*What to work on*
I'd like the data beneath this line reproduced exactly, without any of its images.

(Task input)

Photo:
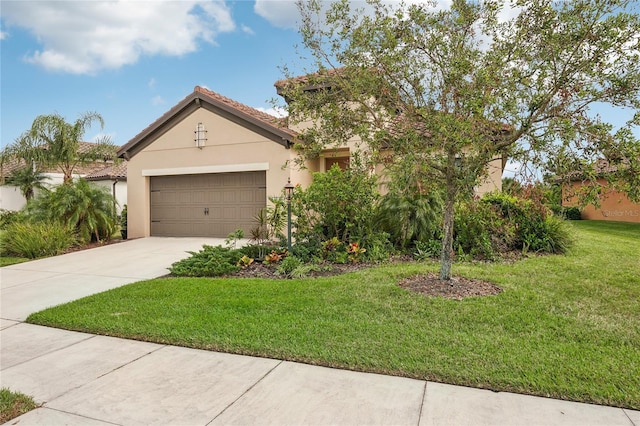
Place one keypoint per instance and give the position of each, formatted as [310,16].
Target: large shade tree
[54,143]
[440,93]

(End Task input)

*Answer to this task*
Photo:
Place one keypoint per instance and give the position of each, formatted as [310,16].
Target: large shade tree
[54,143]
[440,93]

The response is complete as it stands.